• _WHAT IS ASKED_:
Please report every line in the records below that contains the string "Task", counting only matches with the same capitalization.

• _RECORDS SHOWN_:

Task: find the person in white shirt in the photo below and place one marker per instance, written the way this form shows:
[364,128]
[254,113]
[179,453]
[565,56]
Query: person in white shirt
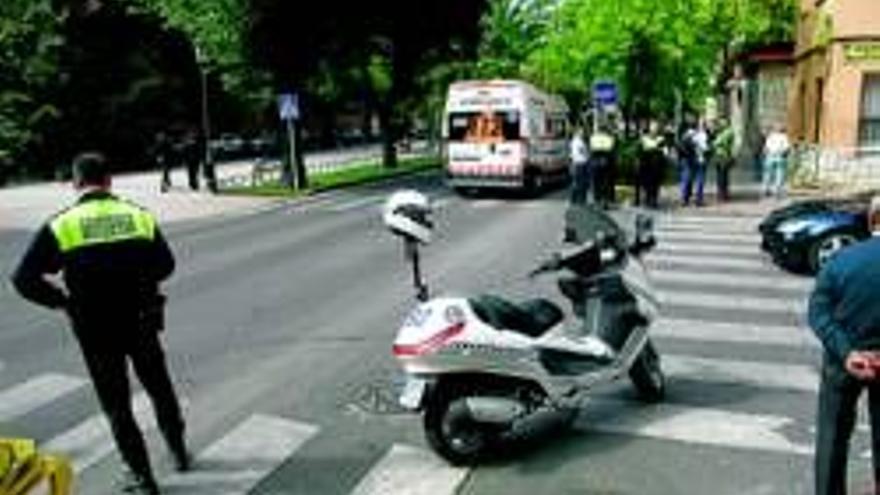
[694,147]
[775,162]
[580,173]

--

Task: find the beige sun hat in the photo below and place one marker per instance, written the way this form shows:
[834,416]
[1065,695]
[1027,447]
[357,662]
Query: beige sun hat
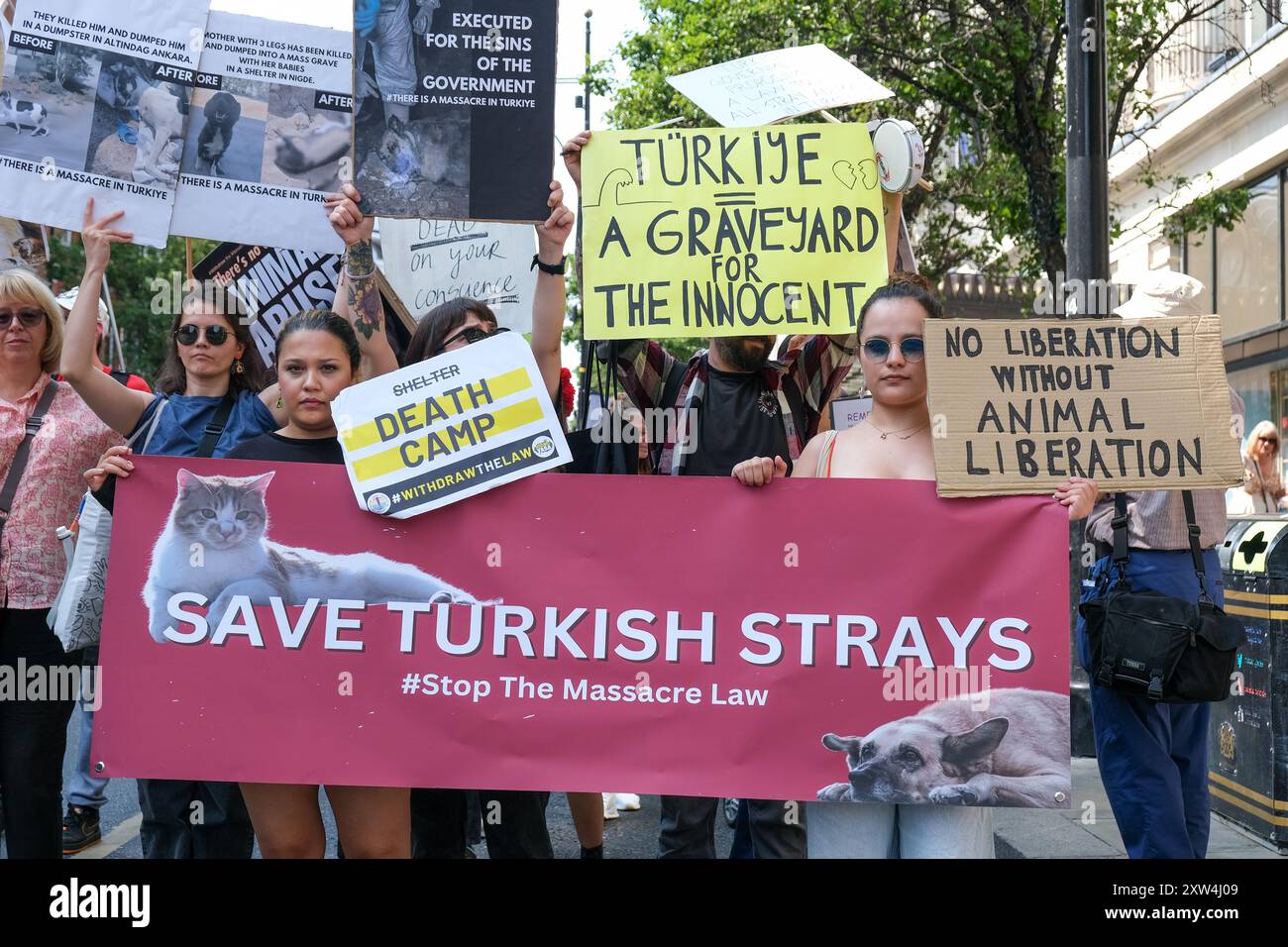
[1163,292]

• _EXERCISE SOLUTION_:
Task: find the person in white shirt in the photo below and place one marker per instance, written the way this form shows:
Task: find the beige sun hat in the photo below and place one marker per instance, written the way this form shows:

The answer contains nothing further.